* WHAT YOU NEED TO DO
Arrange the listing as a numbered list. Start with the line that contains "Given the photograph above, this system identifies the shrub", go on through the line that contains "1171,426,1200,491", and leave out any blank lines.

* LISTING
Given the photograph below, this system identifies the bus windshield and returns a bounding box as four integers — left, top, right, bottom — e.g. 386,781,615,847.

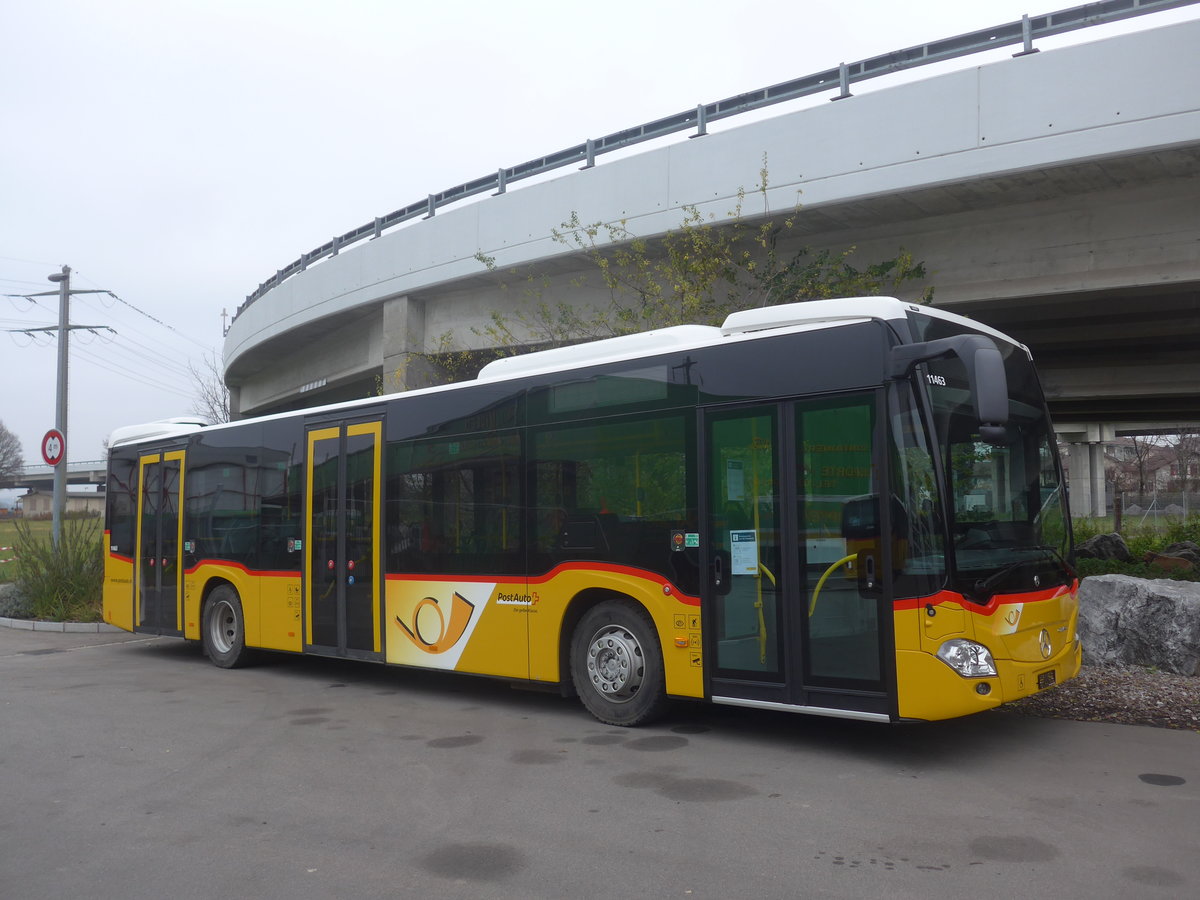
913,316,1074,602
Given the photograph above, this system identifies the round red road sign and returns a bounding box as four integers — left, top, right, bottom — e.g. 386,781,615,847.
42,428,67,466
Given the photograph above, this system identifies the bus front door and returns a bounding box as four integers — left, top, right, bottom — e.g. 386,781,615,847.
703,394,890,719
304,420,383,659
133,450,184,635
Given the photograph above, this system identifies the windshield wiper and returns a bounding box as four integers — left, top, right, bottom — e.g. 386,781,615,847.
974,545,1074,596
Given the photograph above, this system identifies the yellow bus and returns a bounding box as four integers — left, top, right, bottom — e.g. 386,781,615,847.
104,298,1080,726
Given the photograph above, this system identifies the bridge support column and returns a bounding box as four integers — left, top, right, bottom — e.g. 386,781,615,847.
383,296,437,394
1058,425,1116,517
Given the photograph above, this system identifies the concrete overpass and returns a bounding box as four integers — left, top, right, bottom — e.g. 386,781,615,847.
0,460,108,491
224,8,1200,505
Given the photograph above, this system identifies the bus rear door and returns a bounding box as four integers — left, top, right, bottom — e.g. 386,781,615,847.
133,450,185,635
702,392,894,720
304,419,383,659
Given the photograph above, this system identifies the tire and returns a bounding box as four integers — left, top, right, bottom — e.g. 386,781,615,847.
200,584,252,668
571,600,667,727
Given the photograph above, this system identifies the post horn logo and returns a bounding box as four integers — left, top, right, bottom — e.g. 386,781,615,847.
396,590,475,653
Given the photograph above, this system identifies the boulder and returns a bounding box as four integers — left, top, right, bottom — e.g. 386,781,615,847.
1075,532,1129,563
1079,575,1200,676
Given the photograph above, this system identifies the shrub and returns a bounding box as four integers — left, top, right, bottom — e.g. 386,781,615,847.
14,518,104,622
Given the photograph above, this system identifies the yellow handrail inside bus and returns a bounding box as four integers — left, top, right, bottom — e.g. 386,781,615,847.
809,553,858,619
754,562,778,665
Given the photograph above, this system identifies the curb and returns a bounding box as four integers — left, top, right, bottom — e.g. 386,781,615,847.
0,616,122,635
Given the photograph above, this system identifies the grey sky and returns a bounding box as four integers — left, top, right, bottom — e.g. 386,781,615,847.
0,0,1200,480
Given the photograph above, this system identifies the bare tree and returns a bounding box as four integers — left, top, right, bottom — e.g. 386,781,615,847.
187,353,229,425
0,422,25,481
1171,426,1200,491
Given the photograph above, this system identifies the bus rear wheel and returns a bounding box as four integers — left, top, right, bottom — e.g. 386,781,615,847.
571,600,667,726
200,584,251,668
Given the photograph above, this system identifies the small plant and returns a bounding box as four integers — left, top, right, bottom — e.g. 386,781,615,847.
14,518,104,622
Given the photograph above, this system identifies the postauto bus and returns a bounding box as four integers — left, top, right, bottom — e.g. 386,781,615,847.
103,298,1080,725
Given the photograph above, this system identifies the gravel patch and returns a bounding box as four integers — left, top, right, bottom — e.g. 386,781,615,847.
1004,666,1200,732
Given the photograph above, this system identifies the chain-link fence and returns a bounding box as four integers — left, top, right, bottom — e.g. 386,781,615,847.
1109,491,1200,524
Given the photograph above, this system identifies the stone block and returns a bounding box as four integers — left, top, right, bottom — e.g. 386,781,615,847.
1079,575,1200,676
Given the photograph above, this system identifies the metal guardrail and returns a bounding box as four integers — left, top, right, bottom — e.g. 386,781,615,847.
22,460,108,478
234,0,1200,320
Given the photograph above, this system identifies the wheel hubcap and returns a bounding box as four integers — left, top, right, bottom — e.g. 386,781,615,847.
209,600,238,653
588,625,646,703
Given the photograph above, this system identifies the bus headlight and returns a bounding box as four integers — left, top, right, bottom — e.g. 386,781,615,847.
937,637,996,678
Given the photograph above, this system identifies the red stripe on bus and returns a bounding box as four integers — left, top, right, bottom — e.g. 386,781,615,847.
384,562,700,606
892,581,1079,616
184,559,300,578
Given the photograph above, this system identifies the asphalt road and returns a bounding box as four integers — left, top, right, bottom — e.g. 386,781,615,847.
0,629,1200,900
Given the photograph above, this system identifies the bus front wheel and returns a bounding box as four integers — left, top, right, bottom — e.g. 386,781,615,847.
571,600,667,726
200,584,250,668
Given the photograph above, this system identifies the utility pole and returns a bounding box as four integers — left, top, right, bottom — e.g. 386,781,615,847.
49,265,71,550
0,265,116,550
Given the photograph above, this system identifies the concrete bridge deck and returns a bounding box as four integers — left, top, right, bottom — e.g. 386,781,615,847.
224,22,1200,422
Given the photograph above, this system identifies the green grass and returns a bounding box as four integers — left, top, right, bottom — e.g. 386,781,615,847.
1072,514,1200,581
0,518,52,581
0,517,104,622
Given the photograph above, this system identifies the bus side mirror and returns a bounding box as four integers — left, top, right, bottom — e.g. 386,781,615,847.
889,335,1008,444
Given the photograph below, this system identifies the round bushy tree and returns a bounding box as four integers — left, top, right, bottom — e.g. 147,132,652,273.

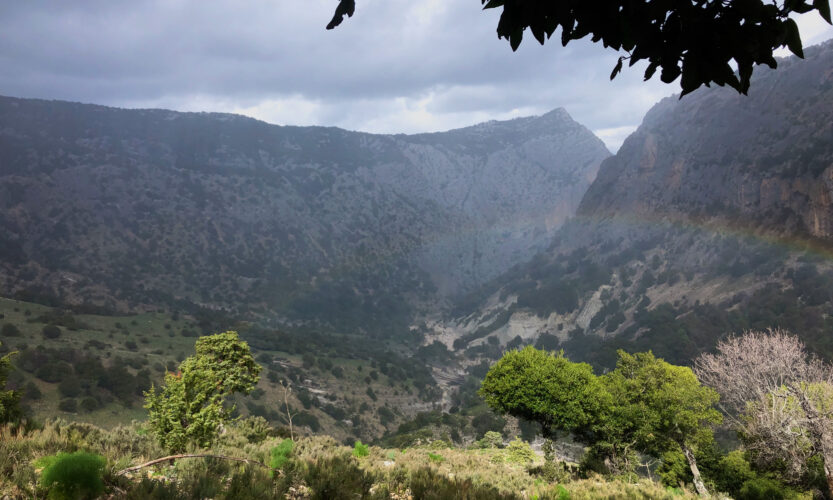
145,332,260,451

* RESPONSE
1. Given the photograph above, this system identifies the shrub and returns a bounding box as four integers — left, top, right, bottom — e.g. 386,781,615,847.
2. 14,518,104,622
3. Given the photograph above, this system identifies the yellow handrail inside bus and returns a bounding box as four integers — left, top, right, bottom — e.g. 386,781,615,847.
4. 809,553,858,619
5. 754,562,778,665
6. Given the photograph above, this system identifies the curb and returns a bounding box as four integers — left, top, right, bottom — e.g. 386,781,615,847.
7. 0,616,122,635
8. Given the photograph above, this system identifies the grey sky and returns a bounding box as four integers — left, top, right, bottom — e.g. 386,781,615,847.
9. 0,0,1200,480
10. Given the photograph above, this system identifies the bare tree and returns a bounding box as four integers — left, top, right, bottom — e.g. 386,781,615,847.
11. 187,353,229,425
12. 0,422,25,481
13. 1171,426,1200,491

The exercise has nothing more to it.